Task details
Nothing but the lines from the one containing "Target: chest drawer" to the end of the material should be returned, each exactly as written.

Input data
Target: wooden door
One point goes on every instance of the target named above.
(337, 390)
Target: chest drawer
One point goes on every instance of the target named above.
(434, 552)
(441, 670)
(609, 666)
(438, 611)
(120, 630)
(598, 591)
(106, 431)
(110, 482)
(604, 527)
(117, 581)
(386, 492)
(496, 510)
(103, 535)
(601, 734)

The answer
Target: chest drawer
One point goes on every instance of the target named above.
(434, 552)
(441, 670)
(609, 666)
(438, 611)
(120, 630)
(598, 591)
(106, 431)
(110, 482)
(604, 527)
(117, 581)
(386, 492)
(496, 510)
(103, 535)
(601, 734)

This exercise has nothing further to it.